**Exercise**
Please copy every record exactly as it is written.

Records from a data collection:

________

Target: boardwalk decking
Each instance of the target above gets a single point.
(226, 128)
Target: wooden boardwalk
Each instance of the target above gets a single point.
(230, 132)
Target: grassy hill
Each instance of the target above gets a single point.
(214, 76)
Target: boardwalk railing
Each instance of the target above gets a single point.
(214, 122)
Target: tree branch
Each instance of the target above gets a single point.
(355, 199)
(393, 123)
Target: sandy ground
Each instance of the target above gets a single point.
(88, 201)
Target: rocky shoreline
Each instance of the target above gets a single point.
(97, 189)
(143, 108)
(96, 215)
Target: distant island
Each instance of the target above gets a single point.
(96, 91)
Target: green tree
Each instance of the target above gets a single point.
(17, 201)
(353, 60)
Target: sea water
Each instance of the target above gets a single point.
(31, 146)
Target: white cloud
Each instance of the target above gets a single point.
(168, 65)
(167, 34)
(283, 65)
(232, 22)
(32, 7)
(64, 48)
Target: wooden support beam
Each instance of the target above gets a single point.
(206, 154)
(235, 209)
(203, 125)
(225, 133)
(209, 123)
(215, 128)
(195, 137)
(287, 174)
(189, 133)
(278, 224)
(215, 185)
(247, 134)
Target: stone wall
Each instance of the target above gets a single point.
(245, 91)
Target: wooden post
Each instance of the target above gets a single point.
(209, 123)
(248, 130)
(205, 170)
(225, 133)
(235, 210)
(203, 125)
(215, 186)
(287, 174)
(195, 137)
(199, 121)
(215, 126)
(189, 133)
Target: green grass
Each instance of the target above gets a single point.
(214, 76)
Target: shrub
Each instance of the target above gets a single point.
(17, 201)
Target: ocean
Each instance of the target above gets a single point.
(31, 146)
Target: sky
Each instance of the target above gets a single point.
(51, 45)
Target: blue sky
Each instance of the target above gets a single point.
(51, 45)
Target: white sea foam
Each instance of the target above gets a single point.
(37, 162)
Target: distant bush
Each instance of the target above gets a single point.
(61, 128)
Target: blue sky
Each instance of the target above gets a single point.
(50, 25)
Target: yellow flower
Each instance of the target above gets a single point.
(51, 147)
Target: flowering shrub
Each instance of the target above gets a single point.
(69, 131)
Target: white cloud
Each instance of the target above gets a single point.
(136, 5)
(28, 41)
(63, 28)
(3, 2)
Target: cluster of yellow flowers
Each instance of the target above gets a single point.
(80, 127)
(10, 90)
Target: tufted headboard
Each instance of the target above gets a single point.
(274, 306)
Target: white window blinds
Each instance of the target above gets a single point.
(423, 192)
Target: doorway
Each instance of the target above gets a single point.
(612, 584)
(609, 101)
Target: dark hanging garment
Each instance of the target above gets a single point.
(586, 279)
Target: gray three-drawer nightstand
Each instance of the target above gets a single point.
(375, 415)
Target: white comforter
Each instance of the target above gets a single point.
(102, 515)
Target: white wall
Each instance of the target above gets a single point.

________

**Answer to the problem**
Target: boardwalk decking
Each instance of the target above gets a single point.
(226, 128)
Target: wooden boardwalk
Each instance of the target above gets a single point.
(230, 132)
Target: grassy hill
Each instance of the target above gets a single point.
(214, 76)
Target: boardwalk railing
Each instance of the target above gets a single point.
(214, 122)
Target: tree branch
Each instance of the target above gets a single point.
(355, 199)
(393, 123)
Target: sandy ground
Each instance of the target above gets a single point.
(88, 201)
Target: rocky shoreline
Each instance of the target above gets a single point.
(97, 189)
(143, 108)
(96, 215)
Target: distant island
Each instance of the target above gets a single point.
(96, 91)
Target: green tree
Each instance of the target above gets a single point.
(17, 201)
(353, 60)
Target: sea water
Each instance of the target above gets a single point.
(31, 146)
Target: white cloud
Each instance of the target above gets a single point.
(168, 65)
(167, 34)
(283, 65)
(232, 22)
(32, 7)
(64, 48)
Target: wooden support beam
Each instance of the target above gets a single point.
(206, 154)
(235, 209)
(203, 125)
(225, 133)
(209, 123)
(215, 128)
(195, 137)
(287, 174)
(189, 133)
(278, 224)
(215, 185)
(247, 134)
Target: stone wall
Each instance of the target above gets a single point.
(245, 91)
Target: wooden post
Each instance of the target above gets a single point.
(209, 123)
(248, 130)
(205, 170)
(225, 133)
(235, 210)
(203, 125)
(215, 186)
(287, 174)
(195, 137)
(199, 121)
(215, 126)
(189, 133)
Target: green grass
Each instance of the target above gets a single point.
(214, 76)
Target: shrub
Each instance of the target above gets a single point.
(17, 201)
Target: ocean
Each instance of the target above gets a single point.
(31, 146)
Target: sky
Each instance of the target above gets a single point.
(51, 45)
Target: blue sky
Each instance of the target above gets a single point.
(51, 45)
Target: white sea foam
Each instance of the target above gets a single point.
(37, 162)
Target: distant bush
Each instance of the target above gets a single point.
(61, 128)
Target: blue sky
Each instance of the target above gets a single point.
(50, 25)
Target: yellow flower
Each instance of the target above gets a single point.
(51, 147)
Target: flowering shrub
Each instance of the target above gets a single point.
(69, 131)
Target: white cloud
Each instance of the target above gets a single point.
(136, 5)
(28, 41)
(63, 28)
(3, 2)
Target: cluster of yellow flowers
Each instance of the target above gets a single point.
(80, 127)
(10, 90)
Target: tufted headboard
Each instance of the target above gets a single point.
(274, 306)
Target: white window blinds
Each instance of the target above gets a single point.
(423, 192)
Target: doorway
Each instance of the target above gets a single point.
(612, 584)
(609, 101)
Target: dark hanging garment
Each instance of the target above gets a single point.
(586, 279)
Target: gray three-drawer nightstand
Each instance of the target above gets a single point.
(375, 415)
Target: white comforter
Each instance of the target above gets a single point.
(102, 515)
Target: white wall
Each instance of the target above gets a single point.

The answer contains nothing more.